QUESTIONS TO ANSWER |
[1] Reproduce the stretch of the Talents for Ukraine article from "She founded World" through "over 100 countries." word for word.
[2] According to the Talents for Ukraine article, which fields do global Ukrainians work in? List every field the article names.
[3] Condense the paragraph of the Talents for Ukraine article that begins "In 2015, Lesia became" into one sentence, keeping its main facts.

GIVEN PASSAGE Block Start

Winners of the Talents for Ukraine grant program from the Charity Fund of the Kyiv School of Economics (KSE Foundation). Фото коллаж Анастасия Решетник

For over 15 years, Ukrainian Vyshyvanka Day has been celebrated worldwide – from the USA to Brazil and from Australia to Israel. For the past two years, people in various countries have learned about the history, current realities, and Ukrainian artists through the Ukrainian Art History channel. Throughout the 10 years of war in Ukraine, human rights activists from the Center for Civil Liberties have been telling the world about Ukrainians as fighters for freedom.

This is just a small part of the global initiatives launched, implemented, and scaled by a cohort of Ukrainian activists. They are ambassadors of Ukraine to the world, known as global Ukrainians. These people work in education, science, engineering, mathematics, technology, culture, ecology, and other vital social development fields. For the second year in a row, they have become winners of the Talents for Ukraine grant program, initiated by the Kyiv School of Economics Charity Foundation (KSE Foundation). 

Forbes BrandVoice highlights three of the many talented global Ukrainians whose work in promoting Ukraine worldwide has been recognized with grants by the KSE Foundation team.

Lesia Voroniuk

cultural curator, 36 years old, Chernivtsi

She founded World Vyshyvanka Day, which has engaged people from over 100 countries, including students, high-ranking officials, and politicians. Her initiative transformed the vyshyvanka from a clothing item into a political symbol of solidarity with Ukraine and became a platform for advocating Ukraineʼs interests globally.

Lesia Voroniuk, cultural curator

Lesia Voroniuk, cultural curator

In 2006, Lesia suggested her fellow students come to the university wearing traditional embroidered clothing. «In the first year, it wasn’t easy to start wearing the vyshyvanka – it was considered unfashionable at the time», recalls Lesia. However, this initiative has yielded impressive positive results – today, Vyshyvanka Day is celebrated in over 100 countries. 

In 2015, Lesia became the co-founder and head of the public association «World Vyshyvanka Day», which has since implemented over 70 cultural projects in Ukraine and abroad. The teamʼs most significant achievement is Vyshyvanka Day, celebrated worldwide on the third Thursday of May. 

«We work on this Day year-round: organizing exhibitions, diplomatic receptions, going on expeditions to collect authentic material, publishing books, and making documentaries», says Lesia Voroniuk.

Before the war, the team of the public association focused on art festivals, lectures, and exhibitions. Now, they have shifted their focus to research, exploring topics yet to be discussed. «Currently, the book «Imperishable. Ukrainian State Symbols in Embroidery and Weaving» is being published for the third time in both Ukrainian and English. This book features over 200 embroidered shirts and towels created and preserved by Ukrainians during the Soviet era. It was their form of resistance against totalitarianism and opposition to Soviet rule», explains Lesia.

GIVEN PASSAGE Block End
ENTRIES SUPPLIED Block Start

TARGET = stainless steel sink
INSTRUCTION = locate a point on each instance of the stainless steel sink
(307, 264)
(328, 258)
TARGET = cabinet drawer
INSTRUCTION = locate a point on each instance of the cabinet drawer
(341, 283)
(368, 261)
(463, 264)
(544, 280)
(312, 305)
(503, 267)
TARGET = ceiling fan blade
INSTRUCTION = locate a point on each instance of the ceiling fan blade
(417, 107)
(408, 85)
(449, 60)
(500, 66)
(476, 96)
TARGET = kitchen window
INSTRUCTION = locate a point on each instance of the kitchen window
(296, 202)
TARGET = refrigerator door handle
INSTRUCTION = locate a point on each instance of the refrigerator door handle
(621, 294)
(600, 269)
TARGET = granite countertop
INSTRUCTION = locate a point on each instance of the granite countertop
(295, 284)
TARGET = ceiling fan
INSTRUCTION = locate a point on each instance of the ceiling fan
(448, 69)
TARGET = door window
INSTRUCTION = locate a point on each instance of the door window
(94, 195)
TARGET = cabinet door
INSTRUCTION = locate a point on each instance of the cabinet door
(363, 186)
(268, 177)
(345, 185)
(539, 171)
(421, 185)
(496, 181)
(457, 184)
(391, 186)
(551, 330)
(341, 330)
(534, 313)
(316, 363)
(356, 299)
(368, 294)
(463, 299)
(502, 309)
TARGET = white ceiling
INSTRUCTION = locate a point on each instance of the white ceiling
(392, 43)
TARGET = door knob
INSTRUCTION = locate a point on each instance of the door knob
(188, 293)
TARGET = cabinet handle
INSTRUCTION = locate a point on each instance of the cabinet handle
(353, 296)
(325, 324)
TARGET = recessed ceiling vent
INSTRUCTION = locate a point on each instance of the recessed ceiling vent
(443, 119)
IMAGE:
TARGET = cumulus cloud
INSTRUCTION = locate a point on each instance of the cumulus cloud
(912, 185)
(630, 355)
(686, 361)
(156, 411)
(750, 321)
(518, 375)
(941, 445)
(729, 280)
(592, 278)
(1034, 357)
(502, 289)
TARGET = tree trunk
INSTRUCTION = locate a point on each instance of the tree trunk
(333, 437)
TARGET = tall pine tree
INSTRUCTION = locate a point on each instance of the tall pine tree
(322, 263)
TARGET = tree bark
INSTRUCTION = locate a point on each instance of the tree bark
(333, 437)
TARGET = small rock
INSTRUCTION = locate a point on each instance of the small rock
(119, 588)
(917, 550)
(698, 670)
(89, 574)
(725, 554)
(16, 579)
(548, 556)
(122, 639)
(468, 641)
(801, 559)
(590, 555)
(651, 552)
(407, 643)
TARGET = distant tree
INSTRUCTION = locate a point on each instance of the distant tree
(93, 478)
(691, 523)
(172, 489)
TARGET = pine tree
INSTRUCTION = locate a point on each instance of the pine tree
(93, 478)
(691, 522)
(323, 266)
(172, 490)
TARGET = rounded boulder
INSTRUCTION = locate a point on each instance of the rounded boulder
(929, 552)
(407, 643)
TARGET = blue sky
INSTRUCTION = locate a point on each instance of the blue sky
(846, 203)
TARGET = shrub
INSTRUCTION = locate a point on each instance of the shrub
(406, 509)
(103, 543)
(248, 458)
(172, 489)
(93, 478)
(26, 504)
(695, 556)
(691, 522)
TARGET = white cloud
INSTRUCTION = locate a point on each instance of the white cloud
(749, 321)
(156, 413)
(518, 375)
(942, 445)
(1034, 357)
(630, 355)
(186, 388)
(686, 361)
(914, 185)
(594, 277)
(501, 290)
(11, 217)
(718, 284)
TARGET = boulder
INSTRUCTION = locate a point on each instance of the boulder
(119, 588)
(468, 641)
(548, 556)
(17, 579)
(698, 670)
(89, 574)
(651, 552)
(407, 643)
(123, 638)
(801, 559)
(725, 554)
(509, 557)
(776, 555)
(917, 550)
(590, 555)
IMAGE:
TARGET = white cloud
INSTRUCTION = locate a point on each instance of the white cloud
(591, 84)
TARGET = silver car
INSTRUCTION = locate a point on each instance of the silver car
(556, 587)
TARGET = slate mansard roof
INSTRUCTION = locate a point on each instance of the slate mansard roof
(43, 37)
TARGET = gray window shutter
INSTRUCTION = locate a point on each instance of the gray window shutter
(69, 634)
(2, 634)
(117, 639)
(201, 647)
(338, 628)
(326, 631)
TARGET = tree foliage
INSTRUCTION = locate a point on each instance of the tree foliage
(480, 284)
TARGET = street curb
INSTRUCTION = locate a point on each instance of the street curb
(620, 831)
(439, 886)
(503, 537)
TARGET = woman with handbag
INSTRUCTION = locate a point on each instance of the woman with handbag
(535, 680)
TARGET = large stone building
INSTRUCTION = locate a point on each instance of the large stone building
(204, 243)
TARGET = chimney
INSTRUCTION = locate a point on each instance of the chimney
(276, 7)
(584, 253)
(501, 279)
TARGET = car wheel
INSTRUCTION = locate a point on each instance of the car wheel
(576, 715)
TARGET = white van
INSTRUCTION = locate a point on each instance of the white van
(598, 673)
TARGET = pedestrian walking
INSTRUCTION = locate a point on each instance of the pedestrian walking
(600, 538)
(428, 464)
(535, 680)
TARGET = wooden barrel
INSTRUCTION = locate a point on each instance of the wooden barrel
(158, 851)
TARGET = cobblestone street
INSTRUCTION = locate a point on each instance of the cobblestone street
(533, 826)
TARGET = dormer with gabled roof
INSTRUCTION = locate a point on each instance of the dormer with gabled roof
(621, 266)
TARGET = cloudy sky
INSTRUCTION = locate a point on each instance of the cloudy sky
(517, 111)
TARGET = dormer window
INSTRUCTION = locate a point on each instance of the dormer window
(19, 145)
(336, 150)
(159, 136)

ENTRIES SUPPLIED Block End

RESULTS FOR THE EXERCISE |
[1]
She founded World Vyshyvanka Day, which has engaged people from over 100 countries, including students, high-ranking officials, and politicians. Her initiative transformed the vyshyvanka from a clothing item into a political symbol of solidarity with Ukraine and became a platform for advocating Ukraineʼs interests globally.

Lesia Voroniuk, cultural curator

Lesia Voroniuk, cultural curator

In 2006, Lesia suggested her fellow students come to the university wearing traditional embroidered clothing. «In the first year, it wasn’t easy to start wearing the vyshyvanka – it was considered unfashionable at the time», recalls Lesia. However, this initiative has yielded impressive positive results – today, Vyshyvanka Day is celebrated in over 100 countries.

[2] education, science, engineering, mathematics, technology, culture, ecology

[3] In 2015, Lesia co-founded and became head of the public association «World Vyshyvanka Day», which has carried out over 70 cultural projects in Ukraine and abroad, and whose most significant achievement is Vyshyvanka Day, celebrated worldwide on the third Thursday of May.